◆ **Source text**:

Epson Stylus Pro 4880 printer user experience report
Part one: why Epson?
In the end of 2007 I finally got tired of not being able to print photographs in–house, bit the bullet and became a proud owner of an Epson Stylus Pro 4880 inkjet printer. As you are most likely aware, there currently are three major players in the domain of pro–grade inkjet printers, namely Epson, Canon and HP. Choosing one particular printer model is not an easy task and I thought I would first share with you how my selection process unfolded.
To begin with I decided that I wanted a 17–inch printer. In my opinion, 17–inch printers represent the best balance between maximum print size, cost and the size of printers. As of early 2008 HP do not offer 17–inch printers and my options thus were narrowed down to the Epson 3800, Epson 4880 and Canon iPF5100. All three printers have been reported to deliver equally outstanding (albeit slightly different if prints are compared side–by–side) print quality.

◆ **Stored data**:
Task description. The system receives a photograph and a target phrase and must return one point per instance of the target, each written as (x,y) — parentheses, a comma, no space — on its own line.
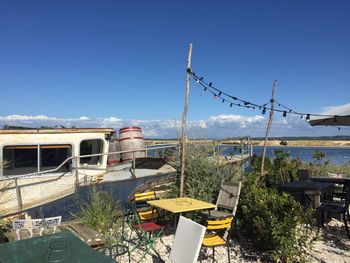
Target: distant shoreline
(275,143)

◆ **Problem to solve**: In the printer report, which three models were left as options once the writer settled on a 17-inch printer?

◆ **Answer for the task**: The Epson 3800, the Epson 4880 and the Canon iPF5100.